== SOURCE MATERIAL ==

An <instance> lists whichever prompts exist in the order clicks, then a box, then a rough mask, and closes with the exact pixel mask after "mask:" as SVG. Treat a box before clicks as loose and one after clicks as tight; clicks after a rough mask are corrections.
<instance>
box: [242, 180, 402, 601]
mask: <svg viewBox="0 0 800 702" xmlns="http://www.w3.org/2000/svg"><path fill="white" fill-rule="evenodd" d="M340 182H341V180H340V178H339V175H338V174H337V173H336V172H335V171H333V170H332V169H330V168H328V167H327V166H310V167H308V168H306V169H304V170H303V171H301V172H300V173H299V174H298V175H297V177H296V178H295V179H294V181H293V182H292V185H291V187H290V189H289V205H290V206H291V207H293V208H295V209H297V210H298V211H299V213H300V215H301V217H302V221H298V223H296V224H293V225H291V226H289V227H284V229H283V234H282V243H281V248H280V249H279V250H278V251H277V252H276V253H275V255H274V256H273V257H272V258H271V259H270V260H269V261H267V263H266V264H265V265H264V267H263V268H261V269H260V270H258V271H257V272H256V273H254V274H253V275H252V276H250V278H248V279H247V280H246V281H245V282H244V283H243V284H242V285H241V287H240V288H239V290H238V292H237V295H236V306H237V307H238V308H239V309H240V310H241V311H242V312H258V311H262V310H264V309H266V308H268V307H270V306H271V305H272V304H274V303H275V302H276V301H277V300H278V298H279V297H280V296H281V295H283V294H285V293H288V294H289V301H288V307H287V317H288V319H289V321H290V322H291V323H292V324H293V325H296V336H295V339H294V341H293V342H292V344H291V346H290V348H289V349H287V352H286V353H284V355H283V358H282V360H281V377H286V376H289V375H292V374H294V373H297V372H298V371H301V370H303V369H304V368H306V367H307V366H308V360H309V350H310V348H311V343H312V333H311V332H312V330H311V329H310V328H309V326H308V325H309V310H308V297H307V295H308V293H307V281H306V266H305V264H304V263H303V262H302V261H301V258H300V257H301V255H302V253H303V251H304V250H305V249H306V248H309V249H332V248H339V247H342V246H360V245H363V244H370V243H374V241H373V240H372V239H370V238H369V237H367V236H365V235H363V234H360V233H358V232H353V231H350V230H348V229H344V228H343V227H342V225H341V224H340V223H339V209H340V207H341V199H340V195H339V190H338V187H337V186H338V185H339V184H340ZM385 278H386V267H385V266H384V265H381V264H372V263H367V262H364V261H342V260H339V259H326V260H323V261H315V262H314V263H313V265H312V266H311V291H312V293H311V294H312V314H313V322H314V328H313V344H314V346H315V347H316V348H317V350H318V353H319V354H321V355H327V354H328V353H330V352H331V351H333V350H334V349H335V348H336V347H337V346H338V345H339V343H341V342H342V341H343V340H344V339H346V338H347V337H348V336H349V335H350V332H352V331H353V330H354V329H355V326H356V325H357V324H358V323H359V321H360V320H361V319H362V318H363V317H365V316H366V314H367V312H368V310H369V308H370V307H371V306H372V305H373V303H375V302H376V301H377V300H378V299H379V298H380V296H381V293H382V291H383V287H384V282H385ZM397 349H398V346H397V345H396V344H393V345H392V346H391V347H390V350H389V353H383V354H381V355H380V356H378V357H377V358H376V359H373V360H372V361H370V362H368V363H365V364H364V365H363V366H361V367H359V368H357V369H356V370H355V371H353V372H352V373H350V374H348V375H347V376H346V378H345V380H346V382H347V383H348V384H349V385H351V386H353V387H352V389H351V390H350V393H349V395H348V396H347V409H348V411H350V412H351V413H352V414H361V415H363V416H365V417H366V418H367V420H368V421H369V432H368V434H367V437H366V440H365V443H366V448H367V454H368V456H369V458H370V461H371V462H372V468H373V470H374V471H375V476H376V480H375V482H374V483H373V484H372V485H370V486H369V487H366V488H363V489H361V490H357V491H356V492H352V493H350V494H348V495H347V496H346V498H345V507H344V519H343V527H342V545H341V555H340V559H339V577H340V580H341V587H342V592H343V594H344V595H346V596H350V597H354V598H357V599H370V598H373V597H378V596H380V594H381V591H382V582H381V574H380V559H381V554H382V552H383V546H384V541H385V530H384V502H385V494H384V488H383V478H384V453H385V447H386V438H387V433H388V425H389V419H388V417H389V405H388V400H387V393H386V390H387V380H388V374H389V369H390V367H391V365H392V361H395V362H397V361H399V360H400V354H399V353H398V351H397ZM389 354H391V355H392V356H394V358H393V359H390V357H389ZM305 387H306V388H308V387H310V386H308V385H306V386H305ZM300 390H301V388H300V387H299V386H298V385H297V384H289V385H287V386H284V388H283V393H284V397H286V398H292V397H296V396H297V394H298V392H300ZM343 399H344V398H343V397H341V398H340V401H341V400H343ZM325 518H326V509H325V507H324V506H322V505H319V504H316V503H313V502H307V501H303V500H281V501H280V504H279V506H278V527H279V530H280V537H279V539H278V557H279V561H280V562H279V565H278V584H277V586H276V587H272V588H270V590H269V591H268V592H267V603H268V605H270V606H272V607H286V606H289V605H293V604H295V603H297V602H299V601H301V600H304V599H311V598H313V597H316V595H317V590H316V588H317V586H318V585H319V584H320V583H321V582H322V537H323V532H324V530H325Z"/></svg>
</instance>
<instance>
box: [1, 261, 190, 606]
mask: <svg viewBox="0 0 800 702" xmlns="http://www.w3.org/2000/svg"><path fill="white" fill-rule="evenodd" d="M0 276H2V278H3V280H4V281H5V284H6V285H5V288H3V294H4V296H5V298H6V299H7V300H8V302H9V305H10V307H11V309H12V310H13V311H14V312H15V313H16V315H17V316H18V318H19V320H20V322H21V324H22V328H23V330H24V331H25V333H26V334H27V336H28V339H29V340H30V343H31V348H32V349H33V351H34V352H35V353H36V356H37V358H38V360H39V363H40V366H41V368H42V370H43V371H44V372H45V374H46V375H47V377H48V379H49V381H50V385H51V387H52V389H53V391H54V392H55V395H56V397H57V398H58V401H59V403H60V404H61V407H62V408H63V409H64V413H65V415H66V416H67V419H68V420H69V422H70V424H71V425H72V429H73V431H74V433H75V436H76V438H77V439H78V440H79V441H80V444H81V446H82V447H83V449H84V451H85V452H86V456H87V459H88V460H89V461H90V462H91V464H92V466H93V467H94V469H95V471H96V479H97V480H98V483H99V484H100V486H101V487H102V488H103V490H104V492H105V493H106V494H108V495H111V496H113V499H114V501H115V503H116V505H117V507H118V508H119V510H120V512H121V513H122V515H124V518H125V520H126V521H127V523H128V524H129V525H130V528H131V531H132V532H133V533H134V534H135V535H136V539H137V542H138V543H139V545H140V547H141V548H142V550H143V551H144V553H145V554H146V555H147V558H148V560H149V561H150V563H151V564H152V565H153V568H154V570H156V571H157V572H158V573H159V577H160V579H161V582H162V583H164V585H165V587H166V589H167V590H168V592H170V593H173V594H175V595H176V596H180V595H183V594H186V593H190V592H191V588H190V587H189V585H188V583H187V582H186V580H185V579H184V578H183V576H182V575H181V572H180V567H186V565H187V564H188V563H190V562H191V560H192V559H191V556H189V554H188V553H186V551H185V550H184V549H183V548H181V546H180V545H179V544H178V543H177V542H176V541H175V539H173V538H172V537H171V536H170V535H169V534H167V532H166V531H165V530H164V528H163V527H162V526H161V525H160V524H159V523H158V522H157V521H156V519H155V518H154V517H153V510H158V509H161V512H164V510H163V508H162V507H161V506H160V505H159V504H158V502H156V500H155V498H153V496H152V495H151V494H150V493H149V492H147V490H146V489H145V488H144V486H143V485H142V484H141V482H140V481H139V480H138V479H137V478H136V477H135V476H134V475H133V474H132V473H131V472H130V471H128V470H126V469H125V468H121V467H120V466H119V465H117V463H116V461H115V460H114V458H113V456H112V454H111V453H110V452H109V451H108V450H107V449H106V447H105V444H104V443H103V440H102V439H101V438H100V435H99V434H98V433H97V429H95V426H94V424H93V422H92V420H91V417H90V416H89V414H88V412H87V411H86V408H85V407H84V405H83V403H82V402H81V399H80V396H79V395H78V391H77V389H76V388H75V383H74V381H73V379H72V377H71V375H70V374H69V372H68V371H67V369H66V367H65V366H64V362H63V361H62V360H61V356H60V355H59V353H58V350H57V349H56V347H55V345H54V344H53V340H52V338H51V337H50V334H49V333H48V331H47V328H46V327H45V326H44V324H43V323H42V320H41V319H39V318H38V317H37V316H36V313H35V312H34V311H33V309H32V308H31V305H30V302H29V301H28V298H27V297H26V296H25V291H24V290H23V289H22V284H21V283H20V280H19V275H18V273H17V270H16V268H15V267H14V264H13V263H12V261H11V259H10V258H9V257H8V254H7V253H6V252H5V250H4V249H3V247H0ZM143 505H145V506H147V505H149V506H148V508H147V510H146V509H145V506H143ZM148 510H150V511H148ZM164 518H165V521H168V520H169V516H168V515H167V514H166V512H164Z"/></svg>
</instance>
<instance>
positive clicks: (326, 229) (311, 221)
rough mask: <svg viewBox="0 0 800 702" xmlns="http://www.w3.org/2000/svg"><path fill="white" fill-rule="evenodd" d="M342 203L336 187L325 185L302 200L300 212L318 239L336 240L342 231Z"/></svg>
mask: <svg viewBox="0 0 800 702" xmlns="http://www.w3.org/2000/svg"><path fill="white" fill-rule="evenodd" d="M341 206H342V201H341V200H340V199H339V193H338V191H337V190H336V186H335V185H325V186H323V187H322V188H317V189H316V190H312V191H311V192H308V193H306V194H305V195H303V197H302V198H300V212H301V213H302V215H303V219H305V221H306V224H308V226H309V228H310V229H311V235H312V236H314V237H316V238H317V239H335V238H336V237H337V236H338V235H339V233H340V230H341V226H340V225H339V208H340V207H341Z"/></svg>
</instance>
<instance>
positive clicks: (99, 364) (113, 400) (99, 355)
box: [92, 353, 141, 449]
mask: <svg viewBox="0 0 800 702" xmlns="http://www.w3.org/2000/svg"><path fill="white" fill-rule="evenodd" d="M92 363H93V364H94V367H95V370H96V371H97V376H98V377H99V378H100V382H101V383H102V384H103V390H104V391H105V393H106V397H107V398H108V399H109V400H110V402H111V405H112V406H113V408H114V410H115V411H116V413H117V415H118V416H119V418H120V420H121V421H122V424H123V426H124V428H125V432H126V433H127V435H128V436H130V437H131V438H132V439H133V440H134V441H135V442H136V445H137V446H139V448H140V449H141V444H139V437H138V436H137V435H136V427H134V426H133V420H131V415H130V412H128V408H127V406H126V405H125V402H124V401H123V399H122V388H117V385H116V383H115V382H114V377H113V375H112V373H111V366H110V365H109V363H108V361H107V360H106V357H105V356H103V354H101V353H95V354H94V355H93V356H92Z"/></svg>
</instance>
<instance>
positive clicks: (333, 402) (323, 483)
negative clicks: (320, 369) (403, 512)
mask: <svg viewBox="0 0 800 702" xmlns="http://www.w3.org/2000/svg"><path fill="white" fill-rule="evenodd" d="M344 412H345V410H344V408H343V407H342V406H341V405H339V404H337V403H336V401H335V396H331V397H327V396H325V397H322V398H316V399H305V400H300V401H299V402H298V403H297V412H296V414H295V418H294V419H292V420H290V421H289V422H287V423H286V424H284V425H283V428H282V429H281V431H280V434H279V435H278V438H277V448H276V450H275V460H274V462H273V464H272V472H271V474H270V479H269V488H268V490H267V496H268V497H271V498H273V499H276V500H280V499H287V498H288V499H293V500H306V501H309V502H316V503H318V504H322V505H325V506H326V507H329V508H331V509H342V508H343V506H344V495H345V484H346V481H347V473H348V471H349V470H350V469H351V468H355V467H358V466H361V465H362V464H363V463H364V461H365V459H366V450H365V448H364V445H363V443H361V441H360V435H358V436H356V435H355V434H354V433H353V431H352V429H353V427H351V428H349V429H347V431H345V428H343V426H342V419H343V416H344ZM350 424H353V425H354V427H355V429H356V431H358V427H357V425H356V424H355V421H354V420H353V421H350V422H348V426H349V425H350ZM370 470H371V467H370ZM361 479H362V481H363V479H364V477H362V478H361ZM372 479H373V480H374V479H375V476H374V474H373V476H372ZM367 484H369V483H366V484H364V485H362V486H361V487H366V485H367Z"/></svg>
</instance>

===

→ **REQUIRED ACTION**
Your task is to list each line of the records with the word "clicks".

→ **RESPONSE**
An <instance> lists whichever prompts exist in the order clicks, then a box, then a rough mask, and closes with the exact pixel mask after "mask:" as SVG. Treat a box before clicks as loose and one after clicks as tight; clicks after a rough mask are corrections.
positive clicks: (326, 229) (311, 221)
positive clicks: (99, 364) (113, 400) (99, 355)
positive clicks: (333, 402) (323, 483)
negative clicks: (320, 369) (403, 512)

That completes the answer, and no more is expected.